Excerpted records:
********

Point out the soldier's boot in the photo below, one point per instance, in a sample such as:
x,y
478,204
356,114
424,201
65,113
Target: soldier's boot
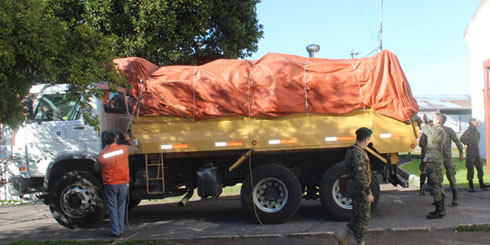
x,y
341,236
472,188
482,185
439,212
455,198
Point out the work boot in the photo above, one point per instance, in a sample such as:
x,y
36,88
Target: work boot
x,y
455,198
472,188
341,236
482,185
438,213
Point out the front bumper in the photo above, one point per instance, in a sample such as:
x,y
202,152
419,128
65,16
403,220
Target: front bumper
x,y
19,185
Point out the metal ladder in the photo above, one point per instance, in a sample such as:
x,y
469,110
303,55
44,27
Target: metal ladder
x,y
159,174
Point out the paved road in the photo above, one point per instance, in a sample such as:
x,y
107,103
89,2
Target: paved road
x,y
223,218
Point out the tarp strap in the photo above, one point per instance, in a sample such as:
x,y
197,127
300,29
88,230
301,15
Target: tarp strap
x,y
169,103
249,95
194,91
306,90
358,84
137,106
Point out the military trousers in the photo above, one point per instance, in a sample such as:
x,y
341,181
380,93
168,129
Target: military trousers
x,y
434,177
473,162
451,173
361,213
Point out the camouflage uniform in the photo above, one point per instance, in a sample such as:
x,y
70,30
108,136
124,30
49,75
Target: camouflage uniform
x,y
448,158
470,138
359,173
436,139
423,174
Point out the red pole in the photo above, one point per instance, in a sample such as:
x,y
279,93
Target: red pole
x,y
486,68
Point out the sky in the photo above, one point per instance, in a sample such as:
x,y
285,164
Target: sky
x,y
426,36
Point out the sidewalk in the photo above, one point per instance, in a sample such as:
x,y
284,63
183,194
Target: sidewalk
x,y
399,210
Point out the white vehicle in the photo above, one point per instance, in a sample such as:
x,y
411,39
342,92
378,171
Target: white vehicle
x,y
55,149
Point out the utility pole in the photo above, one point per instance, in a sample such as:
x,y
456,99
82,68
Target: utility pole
x,y
380,34
352,53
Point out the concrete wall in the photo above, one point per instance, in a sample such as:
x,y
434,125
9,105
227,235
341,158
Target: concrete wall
x,y
477,37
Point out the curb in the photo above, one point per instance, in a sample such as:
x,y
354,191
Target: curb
x,y
320,233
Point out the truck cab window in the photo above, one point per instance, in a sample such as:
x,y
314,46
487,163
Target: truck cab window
x,y
114,103
57,107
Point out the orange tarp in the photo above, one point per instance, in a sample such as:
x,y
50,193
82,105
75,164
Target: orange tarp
x,y
271,86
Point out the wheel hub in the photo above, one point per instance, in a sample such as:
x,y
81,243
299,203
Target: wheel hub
x,y
75,201
270,195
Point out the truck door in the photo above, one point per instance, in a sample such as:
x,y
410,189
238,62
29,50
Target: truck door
x,y
57,128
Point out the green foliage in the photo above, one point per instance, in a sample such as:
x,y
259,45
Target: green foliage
x,y
37,47
170,32
74,42
461,181
93,242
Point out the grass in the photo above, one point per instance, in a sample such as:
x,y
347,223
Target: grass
x,y
413,167
93,242
473,228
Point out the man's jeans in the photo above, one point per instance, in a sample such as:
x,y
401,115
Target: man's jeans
x,y
116,196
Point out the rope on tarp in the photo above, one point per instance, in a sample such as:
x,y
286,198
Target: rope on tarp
x,y
306,90
194,91
359,85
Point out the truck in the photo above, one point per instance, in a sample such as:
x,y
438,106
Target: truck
x,y
278,160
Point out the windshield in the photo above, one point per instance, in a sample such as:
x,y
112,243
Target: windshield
x,y
57,107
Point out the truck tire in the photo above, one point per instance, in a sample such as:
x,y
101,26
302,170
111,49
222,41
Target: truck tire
x,y
273,196
133,203
333,192
77,200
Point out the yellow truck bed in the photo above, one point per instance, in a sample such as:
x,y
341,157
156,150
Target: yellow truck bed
x,y
164,134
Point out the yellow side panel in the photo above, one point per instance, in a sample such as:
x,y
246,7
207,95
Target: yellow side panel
x,y
292,132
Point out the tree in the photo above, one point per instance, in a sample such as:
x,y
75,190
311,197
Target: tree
x,y
168,32
37,47
74,41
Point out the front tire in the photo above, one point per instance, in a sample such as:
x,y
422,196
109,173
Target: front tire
x,y
333,192
77,200
273,196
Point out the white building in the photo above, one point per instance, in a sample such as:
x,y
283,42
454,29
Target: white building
x,y
477,37
457,109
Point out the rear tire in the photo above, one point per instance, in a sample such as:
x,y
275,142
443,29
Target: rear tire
x,y
133,203
77,200
333,192
273,196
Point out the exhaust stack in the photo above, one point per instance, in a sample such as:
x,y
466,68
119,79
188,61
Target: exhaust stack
x,y
313,50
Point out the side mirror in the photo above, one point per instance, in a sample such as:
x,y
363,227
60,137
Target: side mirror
x,y
30,109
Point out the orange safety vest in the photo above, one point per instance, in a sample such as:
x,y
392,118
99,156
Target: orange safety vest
x,y
114,162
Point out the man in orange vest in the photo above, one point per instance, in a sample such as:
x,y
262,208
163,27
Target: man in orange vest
x,y
114,164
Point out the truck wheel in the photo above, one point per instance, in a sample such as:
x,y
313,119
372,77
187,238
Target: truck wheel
x,y
273,196
333,192
77,200
133,203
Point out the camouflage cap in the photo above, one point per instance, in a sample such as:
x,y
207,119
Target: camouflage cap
x,y
364,131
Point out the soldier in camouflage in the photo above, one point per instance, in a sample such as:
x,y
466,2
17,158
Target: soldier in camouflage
x,y
436,139
423,174
358,187
470,138
448,159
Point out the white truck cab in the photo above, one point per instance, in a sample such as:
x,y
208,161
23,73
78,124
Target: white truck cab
x,y
55,129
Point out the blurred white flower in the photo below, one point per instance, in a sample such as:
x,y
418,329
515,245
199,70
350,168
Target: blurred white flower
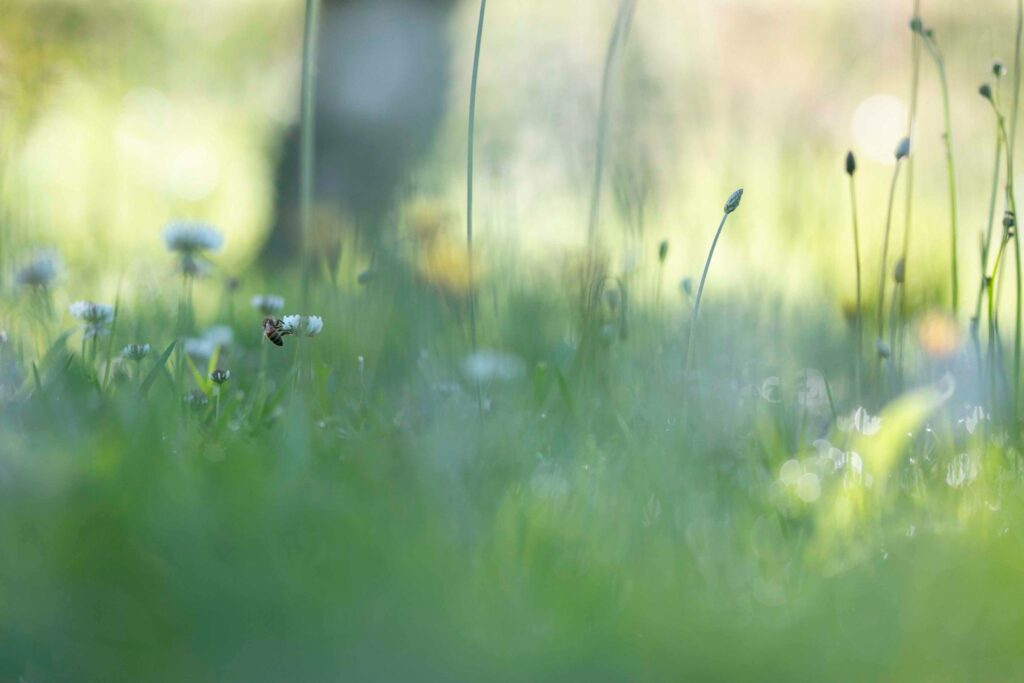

********

Requirement: Reproduce exactly, and only, the lines from the one containing "Point out the truck wheel" through the last line of the records above, both included, leaving out any pictures.

Answer to the problem:
Point out the truck wheel in the photo above, one point per instance, in a sample such as:
x,y
313,119
372,77
187,238
Target: truck wheel
x,y
273,196
333,192
77,200
133,203
Point out the camouflage cap in the photo above, one point per instance, in a sample such as:
x,y
207,119
Target: camouflage cap
x,y
364,131
Point out the soldier in camouflage in the photo above, one point per instance, in a sample such as:
x,y
466,2
17,158
Target: soldier in camouflage
x,y
436,139
423,174
358,187
470,138
448,159
Point out the white truck cab in the photo above, one point per instance, in a sample such as:
x,y
208,161
23,73
78,124
Target: white truck cab
x,y
55,129
Point out the blurred white flower in the photo below, one point per instance, in a sample such as:
x,y
418,329
515,245
199,70
350,168
Target: blurred white flower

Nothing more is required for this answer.